CONSIGNE | Recopiez mot pour mot, dans son intégralité, l'extrait d'arrêt ci-dessous concernant la société Rottapharm.

== TEXTE

18. Considérant qu'il résulte de ce qui précède que la société Rottapharm est fondée à demander que ses bases d'imposition à l'impôt sur les sociétés et à la contribution additionnelle à cet impôt soient réduites de 1 014 786 euros et de 767 175 euros, au titre des exercices clos respectivement en 2001 et en 2002, montants correspondant aux rehaussements résultant des trois seuls chefs de rectification contestés en cause d'appel ; que la requérante demande en outre à la Cour, d'une part, de rétablir les déficits de ces deux exercices à hauteur, respectivement, de 2 300 041 euros et de 2 861 302 euros, compte tenu de la fraction, reportable sur ces deux exercices, des déficits déclarés au titre des exercices clos en 1999 et en 2000 qui correspond aux seuls rehaussements litigieux, d'autre part, de fixer à 152 397 le montant de sa créance sur le Trésor public au titre du report en arrière d'une fraction de déficit de l'exercice clos en 1999, égale à 457 190 euros ; que si les montants de 2 300 041 euros et de 2 861 302 euros ne sont pas contestés par l'administration, chacun de ces montants doit cependant être réduit de

457 190 euros en conséquence de l'option, qui n'est pas davantage contestée par le service, en faveur du report en arrière d'une fraction, égale à 457 190 euros, du déficit déclaré au titre de l'exercice clos en 1999 ; qu'il y a donc lieu de limiter les déficits des exercices clos en 2001 et en 2002 respectivement à 1 842 851 euros et à 2 404 112 euros ; que la société Rottapharm est dès lors fondée à soutenir que c'est à tort que le Tribunal administratif de Paris a rejeté sa demande à hauteur des conclusions à fin de décharge partielle dont la Cour a été saisie ;

Sur les conclusions présentées sur le fondement de l'article L. 761-1 du code de justice administrative :

19. Considérant qu'il y a lieu, dans les circonstances de l'espèce, de mettre à la charge de l'Etat le versement d'une somme de 1 500 euros au titre des frais qu'a exposés la société Rottapharm à l'occasion du litige soumis au juge et non compris dans les dépens ;

DÉCIDE :

Article 1er: Les bases d'imposition à l'impôt sur les sociétés et à la contribution additionnelle à cet impôt assignées à la société Rottapharm au titre des exercices clos en 2001 et en 2002 sont réduites, respectivement, de 1 014 786 euros et de 767 175 euros.

====
== DONNÉES

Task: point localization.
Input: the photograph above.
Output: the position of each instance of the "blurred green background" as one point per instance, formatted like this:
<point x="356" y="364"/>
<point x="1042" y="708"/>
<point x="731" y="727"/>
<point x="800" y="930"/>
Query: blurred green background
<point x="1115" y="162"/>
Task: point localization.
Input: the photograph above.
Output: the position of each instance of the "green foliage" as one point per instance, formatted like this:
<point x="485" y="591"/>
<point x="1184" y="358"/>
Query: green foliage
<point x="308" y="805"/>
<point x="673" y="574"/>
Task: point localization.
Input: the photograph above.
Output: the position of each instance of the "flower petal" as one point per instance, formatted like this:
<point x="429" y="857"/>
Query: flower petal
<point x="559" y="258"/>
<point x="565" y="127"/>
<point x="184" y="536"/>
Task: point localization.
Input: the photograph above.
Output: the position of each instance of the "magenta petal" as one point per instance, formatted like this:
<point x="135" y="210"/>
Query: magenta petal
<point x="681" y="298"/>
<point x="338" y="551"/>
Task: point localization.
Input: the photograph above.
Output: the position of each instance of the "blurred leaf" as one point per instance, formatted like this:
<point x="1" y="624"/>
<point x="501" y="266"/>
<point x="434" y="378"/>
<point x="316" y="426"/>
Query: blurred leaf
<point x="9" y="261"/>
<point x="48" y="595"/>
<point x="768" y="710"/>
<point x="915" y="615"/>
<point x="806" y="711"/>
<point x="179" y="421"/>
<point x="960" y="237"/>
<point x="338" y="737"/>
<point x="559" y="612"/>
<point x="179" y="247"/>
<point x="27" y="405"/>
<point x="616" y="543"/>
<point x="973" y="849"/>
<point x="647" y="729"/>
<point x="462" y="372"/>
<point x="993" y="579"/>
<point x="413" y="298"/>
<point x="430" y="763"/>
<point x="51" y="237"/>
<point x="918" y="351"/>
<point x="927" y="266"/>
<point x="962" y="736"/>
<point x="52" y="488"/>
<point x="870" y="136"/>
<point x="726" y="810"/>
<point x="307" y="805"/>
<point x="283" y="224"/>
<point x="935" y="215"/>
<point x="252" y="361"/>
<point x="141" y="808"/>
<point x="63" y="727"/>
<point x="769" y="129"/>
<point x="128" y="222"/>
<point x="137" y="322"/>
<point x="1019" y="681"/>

====

RÉPONSE ATTENDUE |
18. Considérant qu'il résulte de ce qui précède que la société Rottapharm est fondée à demander que ses bases d'imposition à l'impôt sur les sociétés et à la contribution additionnelle à cet impôt soient réduites de 1 014 786 euros et de 767 175 euros, au titre des exercices clos respectivement en 2001 et en 2002, montants correspondant aux rehaussements résultant des trois seuls chefs de rectification contestés en cause d'appel ; que la requérante demande en outre à la Cour, d'une part, de rétablir les déficits de ces deux exercices à hauteur, respectivement, de 2 300 041 euros et de 2 861 302 euros, compte tenu de la fraction, reportable sur ces deux exercices, des déficits déclarés au titre des exercices clos en 1999 et en 2000 qui correspond aux seuls rehaussements litigieux, d'autre part, de fixer à 152 397 le montant de sa créance sur le Trésor public au titre du report en arrière d'une fraction de déficit de l'exercice clos en 1999, égale à 457 190 euros ; que si les montants de 2 300 041 euros et de 2 861 302 euros ne sont pas contestés par l'administration, chacun de ces montants doit cependant être réduit de

457 190 euros en conséquence de l'option, qui n'est pas davantage contestée par le service, en faveur du report en arrière d'une fraction, égale à 457 190 euros, du déficit déclaré au titre de l'exercice clos en 1999 ; qu'il y a donc lieu de limiter les déficits des exercices clos en 2001 et en 2002 respectivement à 1 842 851 euros et à 2 404 112 euros ; que la société Rottapharm est dès lors fondée à soutenir que c'est à tort que le Tribunal administratif de Paris a rejeté sa demande à hauteur des conclusions à fin de décharge partielle dont la Cour a été saisie ;

Sur les conclusions présentées sur le fondement de l'article L. 761-1 du code de justice administrative :

19. Considérant qu'il y a lieu, dans les circonstances de l'espèce, de mettre à la charge de l'Etat le versement d'une somme de 1 500 euros au titre des frais qu'a exposés la société Rottapharm à l'occasion du litige soumis au juge et non compris dans les dépens ;

DÉCIDE :

Article 1er: Les bases d'imposition à l'impôt sur les sociétés et à la contribution additionnelle à cet impôt assignées à la société Rottapharm au titre des exercices clos en 2001 et en 2002 sont réduites, respectivement, de 1 014 786 euros et de 767 175 euros.